* _TASK PROMPT_
Please print every line from the one containing "Could you please point out the white wooden" through the last line of the records below, exactly as written and nothing more.

* _MATERIALS PROVIDED_
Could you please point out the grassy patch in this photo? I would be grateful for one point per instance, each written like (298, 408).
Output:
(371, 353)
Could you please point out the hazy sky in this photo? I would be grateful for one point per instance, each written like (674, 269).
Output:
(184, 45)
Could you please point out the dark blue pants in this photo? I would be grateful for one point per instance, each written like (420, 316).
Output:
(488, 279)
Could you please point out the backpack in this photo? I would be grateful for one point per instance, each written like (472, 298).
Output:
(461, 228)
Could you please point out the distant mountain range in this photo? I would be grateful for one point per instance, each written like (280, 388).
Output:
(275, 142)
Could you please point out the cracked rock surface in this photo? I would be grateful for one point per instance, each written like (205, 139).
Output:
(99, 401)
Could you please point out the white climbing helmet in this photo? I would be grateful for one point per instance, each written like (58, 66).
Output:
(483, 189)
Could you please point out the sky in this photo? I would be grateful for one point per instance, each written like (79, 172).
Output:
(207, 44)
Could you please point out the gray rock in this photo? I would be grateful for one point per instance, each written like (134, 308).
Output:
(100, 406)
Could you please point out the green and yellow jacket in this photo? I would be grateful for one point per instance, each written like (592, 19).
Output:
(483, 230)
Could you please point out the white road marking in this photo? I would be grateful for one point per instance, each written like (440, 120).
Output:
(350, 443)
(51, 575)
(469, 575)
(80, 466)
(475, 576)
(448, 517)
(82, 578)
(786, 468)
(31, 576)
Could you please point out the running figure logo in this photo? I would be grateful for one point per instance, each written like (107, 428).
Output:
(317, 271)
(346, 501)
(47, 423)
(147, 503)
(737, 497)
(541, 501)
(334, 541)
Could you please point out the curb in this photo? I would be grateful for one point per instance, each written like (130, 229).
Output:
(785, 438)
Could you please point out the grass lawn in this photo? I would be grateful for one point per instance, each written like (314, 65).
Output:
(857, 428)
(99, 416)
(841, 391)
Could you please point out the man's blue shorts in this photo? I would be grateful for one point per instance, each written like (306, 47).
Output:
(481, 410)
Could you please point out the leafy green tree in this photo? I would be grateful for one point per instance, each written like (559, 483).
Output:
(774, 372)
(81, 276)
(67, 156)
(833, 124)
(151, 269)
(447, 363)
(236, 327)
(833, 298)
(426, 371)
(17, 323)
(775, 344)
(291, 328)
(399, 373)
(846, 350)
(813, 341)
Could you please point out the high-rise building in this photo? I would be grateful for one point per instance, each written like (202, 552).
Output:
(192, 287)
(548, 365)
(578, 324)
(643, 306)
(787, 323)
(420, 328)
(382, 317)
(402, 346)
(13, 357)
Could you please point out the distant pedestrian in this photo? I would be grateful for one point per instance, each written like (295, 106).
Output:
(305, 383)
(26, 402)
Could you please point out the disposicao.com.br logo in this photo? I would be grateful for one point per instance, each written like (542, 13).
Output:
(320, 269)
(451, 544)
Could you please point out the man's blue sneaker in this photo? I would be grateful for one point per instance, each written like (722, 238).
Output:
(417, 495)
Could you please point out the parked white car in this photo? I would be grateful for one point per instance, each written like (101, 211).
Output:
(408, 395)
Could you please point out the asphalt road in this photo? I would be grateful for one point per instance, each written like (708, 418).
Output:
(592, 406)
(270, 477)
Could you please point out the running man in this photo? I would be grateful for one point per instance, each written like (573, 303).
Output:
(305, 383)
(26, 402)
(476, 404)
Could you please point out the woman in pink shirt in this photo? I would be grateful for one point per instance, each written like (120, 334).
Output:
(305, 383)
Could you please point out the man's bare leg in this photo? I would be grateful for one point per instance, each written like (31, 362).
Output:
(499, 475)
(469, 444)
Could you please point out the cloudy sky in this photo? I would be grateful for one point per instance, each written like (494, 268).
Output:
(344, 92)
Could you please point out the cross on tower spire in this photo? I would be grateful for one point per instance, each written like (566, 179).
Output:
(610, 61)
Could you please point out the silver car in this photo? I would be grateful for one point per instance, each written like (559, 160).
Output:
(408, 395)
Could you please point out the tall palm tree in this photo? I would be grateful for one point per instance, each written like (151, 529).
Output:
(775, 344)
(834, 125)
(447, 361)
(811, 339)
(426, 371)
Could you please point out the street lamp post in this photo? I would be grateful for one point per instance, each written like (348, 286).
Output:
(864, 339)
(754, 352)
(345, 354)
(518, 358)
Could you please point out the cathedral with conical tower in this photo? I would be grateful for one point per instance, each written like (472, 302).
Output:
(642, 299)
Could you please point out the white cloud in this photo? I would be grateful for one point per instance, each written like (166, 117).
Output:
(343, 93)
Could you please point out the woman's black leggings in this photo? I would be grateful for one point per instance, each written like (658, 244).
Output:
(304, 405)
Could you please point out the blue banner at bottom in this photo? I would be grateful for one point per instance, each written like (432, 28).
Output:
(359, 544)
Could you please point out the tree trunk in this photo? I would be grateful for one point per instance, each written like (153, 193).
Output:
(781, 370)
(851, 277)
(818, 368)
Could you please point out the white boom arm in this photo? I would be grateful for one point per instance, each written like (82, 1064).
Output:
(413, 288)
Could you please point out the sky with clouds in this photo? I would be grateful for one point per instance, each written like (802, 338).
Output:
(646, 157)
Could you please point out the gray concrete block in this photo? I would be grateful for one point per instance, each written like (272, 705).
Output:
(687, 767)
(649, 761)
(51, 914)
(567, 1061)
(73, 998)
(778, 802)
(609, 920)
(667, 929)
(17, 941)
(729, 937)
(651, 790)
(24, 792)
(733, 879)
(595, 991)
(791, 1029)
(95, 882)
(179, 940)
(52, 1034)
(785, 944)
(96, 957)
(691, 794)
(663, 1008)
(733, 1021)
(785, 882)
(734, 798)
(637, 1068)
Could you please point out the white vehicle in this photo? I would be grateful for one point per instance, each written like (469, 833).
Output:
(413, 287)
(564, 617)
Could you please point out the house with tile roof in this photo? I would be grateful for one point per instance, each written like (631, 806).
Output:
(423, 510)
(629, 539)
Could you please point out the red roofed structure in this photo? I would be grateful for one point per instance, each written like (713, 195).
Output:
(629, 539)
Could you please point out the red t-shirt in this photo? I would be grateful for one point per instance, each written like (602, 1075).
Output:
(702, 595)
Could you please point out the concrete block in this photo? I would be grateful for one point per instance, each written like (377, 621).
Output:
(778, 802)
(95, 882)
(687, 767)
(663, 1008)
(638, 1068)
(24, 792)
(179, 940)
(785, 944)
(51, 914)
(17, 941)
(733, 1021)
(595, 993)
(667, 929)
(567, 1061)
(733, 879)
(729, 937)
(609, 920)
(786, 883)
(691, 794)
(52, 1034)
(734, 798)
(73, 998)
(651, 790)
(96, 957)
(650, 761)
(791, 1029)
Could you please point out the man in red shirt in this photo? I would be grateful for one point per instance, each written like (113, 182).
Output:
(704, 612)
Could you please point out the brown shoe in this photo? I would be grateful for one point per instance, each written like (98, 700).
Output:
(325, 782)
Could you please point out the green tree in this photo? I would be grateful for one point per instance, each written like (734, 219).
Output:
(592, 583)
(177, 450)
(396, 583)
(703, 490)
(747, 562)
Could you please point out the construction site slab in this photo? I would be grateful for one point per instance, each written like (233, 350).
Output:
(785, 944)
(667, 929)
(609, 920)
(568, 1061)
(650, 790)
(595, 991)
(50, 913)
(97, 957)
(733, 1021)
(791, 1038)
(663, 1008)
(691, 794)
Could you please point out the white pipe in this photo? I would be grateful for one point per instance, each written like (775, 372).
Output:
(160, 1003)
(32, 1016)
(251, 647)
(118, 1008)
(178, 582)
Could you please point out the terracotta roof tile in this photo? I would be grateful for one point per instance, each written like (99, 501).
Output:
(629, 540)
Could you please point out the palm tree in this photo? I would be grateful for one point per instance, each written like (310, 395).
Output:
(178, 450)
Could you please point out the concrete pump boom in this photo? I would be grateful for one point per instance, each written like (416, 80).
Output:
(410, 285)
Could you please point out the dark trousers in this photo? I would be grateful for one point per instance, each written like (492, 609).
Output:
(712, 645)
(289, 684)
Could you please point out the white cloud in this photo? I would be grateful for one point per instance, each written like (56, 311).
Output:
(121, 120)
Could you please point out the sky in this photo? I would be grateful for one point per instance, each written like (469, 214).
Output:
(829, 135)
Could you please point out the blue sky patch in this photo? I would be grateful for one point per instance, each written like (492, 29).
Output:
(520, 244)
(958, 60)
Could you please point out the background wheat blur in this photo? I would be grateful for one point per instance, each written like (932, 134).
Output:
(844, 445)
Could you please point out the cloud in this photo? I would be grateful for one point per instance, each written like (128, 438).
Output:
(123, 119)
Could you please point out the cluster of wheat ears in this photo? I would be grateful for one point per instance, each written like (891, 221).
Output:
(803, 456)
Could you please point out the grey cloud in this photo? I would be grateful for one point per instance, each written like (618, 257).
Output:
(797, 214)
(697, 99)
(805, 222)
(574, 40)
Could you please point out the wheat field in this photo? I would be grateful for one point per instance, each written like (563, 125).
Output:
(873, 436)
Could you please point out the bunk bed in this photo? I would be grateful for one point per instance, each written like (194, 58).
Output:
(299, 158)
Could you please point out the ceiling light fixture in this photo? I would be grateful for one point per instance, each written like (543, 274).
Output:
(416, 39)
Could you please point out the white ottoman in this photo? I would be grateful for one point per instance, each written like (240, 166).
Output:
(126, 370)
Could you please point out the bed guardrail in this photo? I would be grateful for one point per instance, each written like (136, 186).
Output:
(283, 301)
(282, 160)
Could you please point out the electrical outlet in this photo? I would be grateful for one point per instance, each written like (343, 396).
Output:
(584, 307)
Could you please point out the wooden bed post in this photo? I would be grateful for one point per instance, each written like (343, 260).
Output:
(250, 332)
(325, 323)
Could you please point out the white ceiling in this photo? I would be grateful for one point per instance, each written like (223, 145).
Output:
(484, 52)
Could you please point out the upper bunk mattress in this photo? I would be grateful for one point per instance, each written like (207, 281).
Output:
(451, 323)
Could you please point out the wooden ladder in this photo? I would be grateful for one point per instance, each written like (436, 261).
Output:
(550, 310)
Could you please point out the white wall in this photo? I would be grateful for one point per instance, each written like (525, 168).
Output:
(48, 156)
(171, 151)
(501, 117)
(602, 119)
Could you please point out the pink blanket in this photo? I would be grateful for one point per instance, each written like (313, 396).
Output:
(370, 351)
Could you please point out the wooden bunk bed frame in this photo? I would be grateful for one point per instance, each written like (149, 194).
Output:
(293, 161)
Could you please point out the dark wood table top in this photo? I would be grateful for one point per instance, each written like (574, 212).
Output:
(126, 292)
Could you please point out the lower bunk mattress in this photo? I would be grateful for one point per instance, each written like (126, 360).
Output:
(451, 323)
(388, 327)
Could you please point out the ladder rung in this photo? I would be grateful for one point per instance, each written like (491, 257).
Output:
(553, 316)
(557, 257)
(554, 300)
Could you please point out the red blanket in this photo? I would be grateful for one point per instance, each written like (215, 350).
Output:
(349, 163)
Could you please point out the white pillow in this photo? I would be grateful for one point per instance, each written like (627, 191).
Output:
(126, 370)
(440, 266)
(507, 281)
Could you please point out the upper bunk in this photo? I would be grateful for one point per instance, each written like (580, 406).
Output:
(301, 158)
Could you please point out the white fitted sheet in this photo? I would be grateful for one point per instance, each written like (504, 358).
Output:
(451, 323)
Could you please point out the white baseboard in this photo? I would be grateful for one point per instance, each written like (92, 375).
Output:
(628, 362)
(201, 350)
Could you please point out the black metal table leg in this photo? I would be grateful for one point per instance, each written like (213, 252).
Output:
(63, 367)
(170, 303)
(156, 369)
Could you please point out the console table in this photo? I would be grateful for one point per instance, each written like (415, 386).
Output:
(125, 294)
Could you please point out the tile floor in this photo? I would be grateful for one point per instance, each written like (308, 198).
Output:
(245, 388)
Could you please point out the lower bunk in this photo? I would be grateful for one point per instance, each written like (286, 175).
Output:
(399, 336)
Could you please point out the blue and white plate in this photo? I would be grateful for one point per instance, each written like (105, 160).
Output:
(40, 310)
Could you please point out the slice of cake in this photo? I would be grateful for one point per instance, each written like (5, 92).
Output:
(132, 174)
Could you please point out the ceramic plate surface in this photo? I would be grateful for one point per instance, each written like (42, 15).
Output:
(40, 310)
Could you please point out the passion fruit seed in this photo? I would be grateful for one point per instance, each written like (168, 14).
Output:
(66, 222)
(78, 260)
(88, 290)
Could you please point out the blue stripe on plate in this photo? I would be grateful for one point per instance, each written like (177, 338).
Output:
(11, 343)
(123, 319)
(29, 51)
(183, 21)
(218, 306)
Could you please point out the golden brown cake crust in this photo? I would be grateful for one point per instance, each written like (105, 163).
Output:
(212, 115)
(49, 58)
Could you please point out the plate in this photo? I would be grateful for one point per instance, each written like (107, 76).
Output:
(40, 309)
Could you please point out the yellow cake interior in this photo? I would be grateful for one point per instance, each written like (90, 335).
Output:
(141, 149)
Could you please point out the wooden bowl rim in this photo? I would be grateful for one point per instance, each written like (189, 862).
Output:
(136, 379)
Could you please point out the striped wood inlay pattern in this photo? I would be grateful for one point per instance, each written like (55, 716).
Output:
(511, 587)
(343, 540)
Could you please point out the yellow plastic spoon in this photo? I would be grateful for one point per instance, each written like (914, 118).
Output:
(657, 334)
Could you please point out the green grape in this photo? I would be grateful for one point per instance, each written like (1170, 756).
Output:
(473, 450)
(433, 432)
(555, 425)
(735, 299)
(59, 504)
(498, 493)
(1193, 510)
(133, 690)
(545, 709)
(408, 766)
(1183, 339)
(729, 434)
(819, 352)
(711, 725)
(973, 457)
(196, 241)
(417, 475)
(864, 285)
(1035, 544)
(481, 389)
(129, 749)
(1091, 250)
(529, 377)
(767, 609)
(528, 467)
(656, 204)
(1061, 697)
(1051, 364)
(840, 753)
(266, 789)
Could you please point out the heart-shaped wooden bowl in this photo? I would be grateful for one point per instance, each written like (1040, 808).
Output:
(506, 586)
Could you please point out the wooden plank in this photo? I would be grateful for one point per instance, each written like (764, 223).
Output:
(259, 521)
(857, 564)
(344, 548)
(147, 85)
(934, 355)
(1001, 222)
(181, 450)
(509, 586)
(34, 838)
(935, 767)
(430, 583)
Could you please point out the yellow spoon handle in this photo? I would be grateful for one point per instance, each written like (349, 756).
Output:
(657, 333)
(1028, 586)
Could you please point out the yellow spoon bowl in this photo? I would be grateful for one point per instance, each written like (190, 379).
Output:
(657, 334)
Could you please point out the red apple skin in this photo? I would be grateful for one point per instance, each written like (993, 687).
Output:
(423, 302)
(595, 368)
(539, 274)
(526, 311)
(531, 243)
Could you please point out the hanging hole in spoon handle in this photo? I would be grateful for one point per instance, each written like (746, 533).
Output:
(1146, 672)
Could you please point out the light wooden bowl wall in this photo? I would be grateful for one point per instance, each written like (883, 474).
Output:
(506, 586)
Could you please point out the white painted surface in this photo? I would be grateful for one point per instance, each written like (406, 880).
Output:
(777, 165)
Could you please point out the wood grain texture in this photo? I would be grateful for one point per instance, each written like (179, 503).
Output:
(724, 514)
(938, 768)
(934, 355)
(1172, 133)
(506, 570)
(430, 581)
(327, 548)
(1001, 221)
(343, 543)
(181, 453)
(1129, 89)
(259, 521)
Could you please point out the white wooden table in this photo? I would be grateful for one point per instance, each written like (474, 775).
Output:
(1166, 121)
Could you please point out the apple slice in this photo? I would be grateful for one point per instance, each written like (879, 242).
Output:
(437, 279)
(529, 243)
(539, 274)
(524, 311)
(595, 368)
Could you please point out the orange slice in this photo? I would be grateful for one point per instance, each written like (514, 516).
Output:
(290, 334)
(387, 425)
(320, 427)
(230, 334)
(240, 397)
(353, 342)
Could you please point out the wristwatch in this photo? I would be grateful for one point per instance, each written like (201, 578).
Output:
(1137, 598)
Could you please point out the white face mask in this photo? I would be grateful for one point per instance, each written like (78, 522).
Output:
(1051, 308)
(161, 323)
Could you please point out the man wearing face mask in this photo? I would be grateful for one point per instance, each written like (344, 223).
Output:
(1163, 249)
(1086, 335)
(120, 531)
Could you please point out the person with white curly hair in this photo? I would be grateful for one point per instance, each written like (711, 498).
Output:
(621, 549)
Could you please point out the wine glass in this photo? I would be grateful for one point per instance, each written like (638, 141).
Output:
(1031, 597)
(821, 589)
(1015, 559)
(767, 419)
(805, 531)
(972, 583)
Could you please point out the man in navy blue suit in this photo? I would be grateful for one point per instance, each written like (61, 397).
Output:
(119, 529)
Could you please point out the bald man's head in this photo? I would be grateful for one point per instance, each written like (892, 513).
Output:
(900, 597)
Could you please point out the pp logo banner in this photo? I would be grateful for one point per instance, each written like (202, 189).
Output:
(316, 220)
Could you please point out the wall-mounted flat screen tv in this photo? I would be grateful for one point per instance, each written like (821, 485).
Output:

* _RESPONSE_
Could you please point out the white wooden table in this photo? I would be grateful for one point per instance, each written like (474, 775).
Output:
(1166, 121)
Could you please point out the apple slice in this photo? I would be grateful for one point per instance, each written like (879, 242).
Output:
(437, 279)
(529, 243)
(539, 274)
(524, 311)
(595, 368)
Could you please point out the orange slice in this photo? I would be grateful for one point per instance, each written like (514, 516).
Output:
(290, 334)
(387, 425)
(320, 427)
(230, 334)
(240, 397)
(353, 342)
Could you please point out the wristwatch in this photo? I would be grateful for one point per instance, each written like (201, 578).
Output:
(1137, 598)
Could you please point out the white face mask in this photo? I would be grateful for one point per instance, each written like (78, 522).
Output:
(1051, 308)
(161, 323)
Could you please point out the man wearing face mask in this photo? I would be grateful for one point per instance, each written like (344, 223).
Output:
(1163, 249)
(1086, 335)
(120, 531)
Could you please point out the person with white curly hair in this photo? I would be grateful for one point per instance, each written like (711, 498).
Output:
(621, 549)
Could you please point out the wine glass in this photo? I would be grateful for one point per instance, each written like (638, 141).
Output:
(1031, 597)
(821, 589)
(1015, 559)
(767, 419)
(805, 531)
(972, 583)
Could you please point out the man in navy blue suit in this photo? I would be grateful for one point per instance, each written like (61, 397).
Output:
(119, 529)
Could you please point out the bald man's head in this photo? I would be grateful for one point per instance, each written like (892, 513).
Output:
(900, 597)
Could you please point out the pp logo banner in this photo? I would be grateful for one point per instance, each written like (202, 189).
Output:
(316, 220)
Could you please point out the wall-mounted flat screen tv in this photo? I would be grateful for one point per instance, each written like (821, 485).
Output:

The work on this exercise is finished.